Only the number is needed. Please count the lines below in which the word "crank" occurs.

═════ RECORDED INFORMATION ═════

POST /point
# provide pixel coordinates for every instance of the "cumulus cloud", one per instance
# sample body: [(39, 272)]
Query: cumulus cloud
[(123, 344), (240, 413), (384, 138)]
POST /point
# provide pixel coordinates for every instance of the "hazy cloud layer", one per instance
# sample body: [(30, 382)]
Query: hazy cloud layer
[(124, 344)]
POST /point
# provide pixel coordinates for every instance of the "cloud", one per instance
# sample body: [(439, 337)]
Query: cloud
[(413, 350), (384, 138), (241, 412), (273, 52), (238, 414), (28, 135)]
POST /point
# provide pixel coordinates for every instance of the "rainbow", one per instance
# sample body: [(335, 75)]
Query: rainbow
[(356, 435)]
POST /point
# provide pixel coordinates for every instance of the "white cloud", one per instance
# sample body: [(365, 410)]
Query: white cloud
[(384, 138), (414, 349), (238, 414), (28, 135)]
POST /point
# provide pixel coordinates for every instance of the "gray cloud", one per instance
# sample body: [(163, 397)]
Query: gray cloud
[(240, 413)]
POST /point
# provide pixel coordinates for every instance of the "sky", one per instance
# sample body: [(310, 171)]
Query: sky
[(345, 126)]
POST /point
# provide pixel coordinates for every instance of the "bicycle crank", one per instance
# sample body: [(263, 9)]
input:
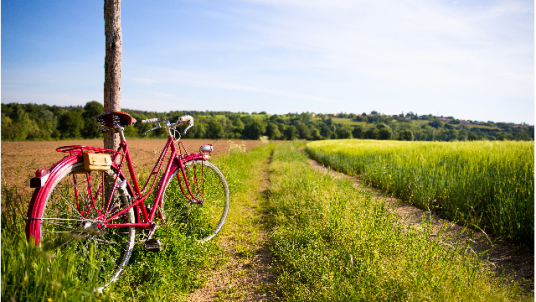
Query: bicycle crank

═════

## EXERCISE ANSWER
2